Top of DATA FOR THE TASK

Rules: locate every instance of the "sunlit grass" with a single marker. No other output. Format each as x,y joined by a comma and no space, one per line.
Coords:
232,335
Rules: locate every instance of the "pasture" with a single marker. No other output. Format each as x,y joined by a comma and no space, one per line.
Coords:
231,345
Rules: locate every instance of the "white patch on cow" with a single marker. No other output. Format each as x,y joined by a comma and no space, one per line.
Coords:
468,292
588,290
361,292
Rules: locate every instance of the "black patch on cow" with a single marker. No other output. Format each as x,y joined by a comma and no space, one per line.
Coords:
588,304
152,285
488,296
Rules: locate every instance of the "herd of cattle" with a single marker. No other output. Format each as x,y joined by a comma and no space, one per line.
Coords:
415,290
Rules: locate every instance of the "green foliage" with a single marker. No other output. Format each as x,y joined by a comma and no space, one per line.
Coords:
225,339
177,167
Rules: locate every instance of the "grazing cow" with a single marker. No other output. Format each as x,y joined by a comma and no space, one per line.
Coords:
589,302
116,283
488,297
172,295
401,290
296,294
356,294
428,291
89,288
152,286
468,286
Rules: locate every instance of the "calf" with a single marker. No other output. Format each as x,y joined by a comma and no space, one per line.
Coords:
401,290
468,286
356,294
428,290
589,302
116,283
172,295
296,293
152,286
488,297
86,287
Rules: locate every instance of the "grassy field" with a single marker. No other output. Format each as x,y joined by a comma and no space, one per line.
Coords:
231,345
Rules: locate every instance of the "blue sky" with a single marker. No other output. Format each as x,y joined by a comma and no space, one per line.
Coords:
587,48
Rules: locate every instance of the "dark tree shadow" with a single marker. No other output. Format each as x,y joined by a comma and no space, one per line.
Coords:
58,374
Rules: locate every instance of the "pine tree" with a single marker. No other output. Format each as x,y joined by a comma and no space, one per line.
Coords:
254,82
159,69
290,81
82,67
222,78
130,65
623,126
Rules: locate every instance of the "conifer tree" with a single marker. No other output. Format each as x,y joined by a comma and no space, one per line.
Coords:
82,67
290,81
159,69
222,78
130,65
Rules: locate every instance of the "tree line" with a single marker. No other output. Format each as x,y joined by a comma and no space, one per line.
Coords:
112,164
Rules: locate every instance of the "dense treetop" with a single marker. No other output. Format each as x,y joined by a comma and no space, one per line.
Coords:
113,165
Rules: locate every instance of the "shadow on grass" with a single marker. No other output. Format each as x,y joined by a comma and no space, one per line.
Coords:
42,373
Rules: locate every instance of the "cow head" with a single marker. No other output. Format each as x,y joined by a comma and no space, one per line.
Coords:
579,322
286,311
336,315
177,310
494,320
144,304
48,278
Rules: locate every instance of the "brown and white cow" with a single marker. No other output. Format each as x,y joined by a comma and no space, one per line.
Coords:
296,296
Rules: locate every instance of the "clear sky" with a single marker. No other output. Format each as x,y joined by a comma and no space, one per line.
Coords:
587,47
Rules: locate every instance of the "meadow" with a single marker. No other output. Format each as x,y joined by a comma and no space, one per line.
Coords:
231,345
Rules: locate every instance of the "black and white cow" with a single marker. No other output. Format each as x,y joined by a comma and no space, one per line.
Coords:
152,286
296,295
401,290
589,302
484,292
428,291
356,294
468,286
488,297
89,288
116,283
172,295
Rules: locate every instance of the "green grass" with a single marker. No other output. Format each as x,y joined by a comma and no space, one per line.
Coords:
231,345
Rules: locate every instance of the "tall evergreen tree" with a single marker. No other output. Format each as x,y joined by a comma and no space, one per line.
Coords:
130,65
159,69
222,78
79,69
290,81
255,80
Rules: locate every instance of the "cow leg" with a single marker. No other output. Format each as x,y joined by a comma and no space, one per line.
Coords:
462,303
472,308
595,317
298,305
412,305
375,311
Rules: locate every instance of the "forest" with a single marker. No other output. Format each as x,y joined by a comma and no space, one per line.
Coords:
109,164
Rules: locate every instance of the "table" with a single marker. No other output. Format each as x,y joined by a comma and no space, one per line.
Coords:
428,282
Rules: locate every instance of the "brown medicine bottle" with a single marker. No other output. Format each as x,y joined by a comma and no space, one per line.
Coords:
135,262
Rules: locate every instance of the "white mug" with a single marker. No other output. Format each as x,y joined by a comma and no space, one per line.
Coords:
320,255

Bottom of DATA FOR THE TASK

» **REQUIREMENT**
Please filter the listing down to lines that include the word "white".

» **RESPONSE FOR THIS EXERCISE**
Rules: locate every instance of the "white patch on cow" with a single marker. No other output. Format each as x,y joined by a comma and no space, one per line.
Rules: locate every instance of the "brown and white cow" with a single marker. No other output. Format each as x,y joined by a comma and no space, one per line.
Rules: locate every instance of the "black and white cow" with a single marker. No other output. Format each as x,y joined by a comma and no space, one per line.
Rules: locate every instance of the "white mug" with a single marker. No other output. Format each as x,y joined by a comma and no space, one per line.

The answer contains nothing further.